>> begin Information supplied

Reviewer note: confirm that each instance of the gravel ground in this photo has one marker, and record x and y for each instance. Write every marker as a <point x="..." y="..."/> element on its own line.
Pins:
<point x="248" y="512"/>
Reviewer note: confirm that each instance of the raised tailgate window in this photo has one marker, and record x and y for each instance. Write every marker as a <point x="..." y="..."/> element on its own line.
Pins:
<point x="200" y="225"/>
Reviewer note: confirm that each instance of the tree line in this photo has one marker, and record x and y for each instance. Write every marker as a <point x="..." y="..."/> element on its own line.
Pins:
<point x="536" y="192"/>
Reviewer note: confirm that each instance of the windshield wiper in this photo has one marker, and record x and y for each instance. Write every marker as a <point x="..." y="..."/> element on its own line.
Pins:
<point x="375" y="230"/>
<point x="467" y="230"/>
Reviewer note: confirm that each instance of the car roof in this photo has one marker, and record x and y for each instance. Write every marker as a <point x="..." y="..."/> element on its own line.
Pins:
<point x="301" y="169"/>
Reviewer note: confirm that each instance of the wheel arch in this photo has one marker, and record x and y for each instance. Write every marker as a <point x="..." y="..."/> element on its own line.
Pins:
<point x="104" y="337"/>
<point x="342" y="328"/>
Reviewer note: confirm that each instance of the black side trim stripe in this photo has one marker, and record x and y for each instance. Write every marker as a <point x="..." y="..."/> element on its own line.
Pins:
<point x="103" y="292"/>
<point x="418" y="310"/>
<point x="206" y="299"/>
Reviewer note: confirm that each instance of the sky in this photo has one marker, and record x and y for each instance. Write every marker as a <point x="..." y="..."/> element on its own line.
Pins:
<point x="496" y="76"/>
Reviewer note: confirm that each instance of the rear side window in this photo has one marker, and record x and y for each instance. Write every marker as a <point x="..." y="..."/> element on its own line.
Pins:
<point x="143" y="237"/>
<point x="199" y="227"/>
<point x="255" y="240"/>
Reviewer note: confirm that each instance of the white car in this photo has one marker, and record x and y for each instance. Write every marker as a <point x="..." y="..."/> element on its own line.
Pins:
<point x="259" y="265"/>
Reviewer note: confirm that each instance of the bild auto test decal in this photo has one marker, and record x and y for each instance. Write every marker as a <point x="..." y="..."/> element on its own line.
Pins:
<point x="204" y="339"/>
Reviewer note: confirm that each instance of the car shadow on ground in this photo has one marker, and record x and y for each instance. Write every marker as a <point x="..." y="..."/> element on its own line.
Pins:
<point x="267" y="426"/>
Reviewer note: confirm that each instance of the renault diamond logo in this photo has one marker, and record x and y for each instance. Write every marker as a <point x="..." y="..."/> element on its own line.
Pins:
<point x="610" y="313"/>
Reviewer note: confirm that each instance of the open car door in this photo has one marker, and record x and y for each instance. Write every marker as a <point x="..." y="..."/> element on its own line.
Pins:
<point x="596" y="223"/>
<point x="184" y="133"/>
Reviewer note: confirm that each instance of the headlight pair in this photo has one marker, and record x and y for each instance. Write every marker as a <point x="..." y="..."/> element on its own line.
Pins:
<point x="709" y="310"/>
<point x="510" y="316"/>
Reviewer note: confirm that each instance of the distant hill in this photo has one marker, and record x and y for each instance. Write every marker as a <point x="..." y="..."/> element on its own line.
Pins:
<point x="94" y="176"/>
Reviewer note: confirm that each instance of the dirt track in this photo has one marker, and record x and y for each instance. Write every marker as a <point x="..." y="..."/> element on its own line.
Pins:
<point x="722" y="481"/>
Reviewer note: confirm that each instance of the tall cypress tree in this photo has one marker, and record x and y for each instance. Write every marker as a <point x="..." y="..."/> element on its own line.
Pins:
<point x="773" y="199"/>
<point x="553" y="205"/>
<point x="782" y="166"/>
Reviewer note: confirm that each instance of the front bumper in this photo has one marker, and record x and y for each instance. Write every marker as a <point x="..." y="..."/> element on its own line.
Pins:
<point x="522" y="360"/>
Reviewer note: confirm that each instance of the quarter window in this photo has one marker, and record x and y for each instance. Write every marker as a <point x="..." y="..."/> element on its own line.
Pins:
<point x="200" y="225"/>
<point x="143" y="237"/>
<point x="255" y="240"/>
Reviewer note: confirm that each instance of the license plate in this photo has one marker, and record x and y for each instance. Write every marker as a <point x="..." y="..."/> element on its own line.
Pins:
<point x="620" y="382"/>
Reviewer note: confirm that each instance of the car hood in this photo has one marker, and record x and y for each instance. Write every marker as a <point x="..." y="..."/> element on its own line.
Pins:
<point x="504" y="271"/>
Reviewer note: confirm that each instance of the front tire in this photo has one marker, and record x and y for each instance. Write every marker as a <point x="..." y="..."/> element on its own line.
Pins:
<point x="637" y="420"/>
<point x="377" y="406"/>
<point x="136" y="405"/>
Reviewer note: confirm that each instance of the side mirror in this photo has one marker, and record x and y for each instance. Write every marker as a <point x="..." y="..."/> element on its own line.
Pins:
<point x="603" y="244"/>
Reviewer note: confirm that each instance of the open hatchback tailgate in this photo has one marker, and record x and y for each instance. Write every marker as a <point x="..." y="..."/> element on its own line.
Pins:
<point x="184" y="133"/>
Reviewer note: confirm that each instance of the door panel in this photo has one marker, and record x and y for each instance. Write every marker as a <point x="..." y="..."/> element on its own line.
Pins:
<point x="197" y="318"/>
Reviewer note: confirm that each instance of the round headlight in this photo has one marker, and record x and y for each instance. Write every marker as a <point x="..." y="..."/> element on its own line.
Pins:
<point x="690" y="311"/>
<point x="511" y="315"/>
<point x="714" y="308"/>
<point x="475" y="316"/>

>> end Information supplied

(Challenge): Using the material above, print every entry exactly as written.

(Written reply):
Reviewer note: confirm that each instance of the gravel ground in this photo has one marker, and record x and y for each instance. Write every marker as a <point x="..." y="..."/> element on its own line.
Pins:
<point x="248" y="512"/>
Reviewer note: confirm that each instance of the raised tailgate window in this photo has one marker, and record x and y for each instance. Write every marker as a <point x="..." y="..."/> element on its own line.
Pins:
<point x="200" y="225"/>
Reviewer note: confirm that each instance of the tree line in this photo has one marker, and record x and y for each instance. Write every marker as a <point x="..." y="..."/> element on its own line.
Pins:
<point x="536" y="192"/>
Reviewer note: confirm that each instance of the windshield wiper in this photo has one marker, and record x and y for each instance. Write every marker as a <point x="..." y="..."/> element on its own line.
Pins:
<point x="375" y="230"/>
<point x="467" y="230"/>
Reviewer note: confirm that each instance of the car roof in this photo has one marker, and record x and y for each instance. Write every marker as a <point x="..." y="..."/> element on its own line.
Pins:
<point x="301" y="169"/>
Reviewer note: confirm that each instance of the wheel arch in this photo has one marker, and record x and y for each instance. Write every marker as a <point x="..." y="..."/> element on its own line.
Pins:
<point x="104" y="337"/>
<point x="342" y="328"/>
Reviewer note: confirm that each instance of the black side trim stripe in this photo has one marker, and record x and y for each instance. Write every marker as a <point x="..." y="..."/> element on its own line.
Pins:
<point x="103" y="292"/>
<point x="418" y="310"/>
<point x="206" y="299"/>
Reviewer note: confirm that each instance of the sky in this photo has one marker, and record x and y for each instance. Write every marker as a <point x="..." y="..."/> element on its own line.
Pins:
<point x="496" y="76"/>
Reviewer note: confirm that each instance of the rear side window in this photo has one marker, and record x and y for each instance. Write every marker as a <point x="..." y="..."/> element on its own line.
Pins:
<point x="143" y="237"/>
<point x="199" y="227"/>
<point x="255" y="240"/>
Reviewer note: confirm that each instance of the white car in this photo has one marker, and record x and y for each instance. Write every marker as a <point x="..." y="..."/> element on its own line.
Pins:
<point x="259" y="265"/>
Reviewer note: confirm that each instance of the bild auto test decal in this photo has one marker, and record x and y for each instance. Write every marker as a <point x="..." y="..."/> element on its own line.
Pins:
<point x="204" y="339"/>
Reviewer note: confirm that each instance of the car shadow on ground in this photo has one marker, and record x and y for each instance. Write every marker as a <point x="..." y="..."/> element on its own line.
Pins:
<point x="267" y="426"/>
Reviewer note: confirm that each instance of the renault diamond logo in this photo has one marker, and record x and y for each instance. Write every marker as a <point x="..." y="..."/> element on its own line.
Pins:
<point x="610" y="313"/>
Reviewer note: confirm that each instance of the open car door in this photo has one marker, and record x and y for each instance. Write every marker as a <point x="..." y="..."/> element on its own line.
Pins:
<point x="596" y="223"/>
<point x="184" y="133"/>
Reviewer note: confirm that each instance of the headlight pair in this photo has one marker, and record x and y for each instance. Write every marker as a <point x="..." y="..."/> element on its own line.
Pins:
<point x="709" y="310"/>
<point x="510" y="316"/>
Reviewer note: confirm that each instance of the distant hill in this photo has one marker, and record x and y for each instance. Write every marker as a <point x="..." y="..."/> element on its own line.
Pins:
<point x="94" y="176"/>
Reviewer note: confirm that each instance of the dirt track in this photo has one marker, and record x and y for each instance. Write every marker as a <point x="..." y="..."/> element on its own line.
Pins:
<point x="722" y="481"/>
Reviewer note: confirm that each instance of the tall cypress tree in this photo has one marker, and record x and y for each instance. Write every marker as a <point x="..." y="..."/> element on its own line.
Pins:
<point x="773" y="199"/>
<point x="553" y="205"/>
<point x="782" y="166"/>
Reviewer note: confirm that each instance of the front bumper in this photo has one marker, and record x and y for each instance. Write every marker as a <point x="..." y="..."/> element on its own line.
Pins:
<point x="522" y="360"/>
Reviewer note: confirm that each instance of the quarter window in this photo has one marker, and record x and y for each instance. Write every marker as a <point x="..." y="..."/> element on its own line.
Pins:
<point x="200" y="225"/>
<point x="143" y="237"/>
<point x="255" y="240"/>
Reviewer note: confirm that each instance of the license plate in this photo has one marker, and record x and y for each instance. Write every marker as a <point x="..." y="..."/> element on its own line.
Pins:
<point x="620" y="382"/>
Reviewer note: confirm that each instance of the car hood in this photo has one marker, and record x and y for each instance. Write every marker as a <point x="..." y="..."/> element on its own line.
Pins:
<point x="504" y="271"/>
Reviewer note: confirm that each instance of the front tire in this photo has one marker, and record x and y for each instance. Write every marker as a <point x="..." y="..."/> element on its own line.
Pins:
<point x="637" y="420"/>
<point x="377" y="406"/>
<point x="136" y="405"/>
Reviewer note: confirm that each instance of the side mirror in this photo has one marker, and record x and y for each instance. Write every marker as a <point x="..." y="..."/> element on its own line.
Pins:
<point x="603" y="244"/>
Reviewer note: confirm that each instance of the open hatchback tailgate in this photo has one marker, and record x and y for each instance. Write every marker as a <point x="..." y="..."/> element on its own line.
Pins:
<point x="184" y="133"/>
Reviewer note: confirm that each instance of the door panel in this photo has one marker, and record x and y for each instance. Write every marker as a <point x="..." y="..."/> element on its own line.
Pins:
<point x="197" y="318"/>
Reviewer note: confirm that each instance of the round headlight in this photo has one marker, and record x and y for each instance. Write every marker as a <point x="..." y="..."/> element on its own line.
Pins:
<point x="690" y="311"/>
<point x="511" y="315"/>
<point x="714" y="308"/>
<point x="475" y="316"/>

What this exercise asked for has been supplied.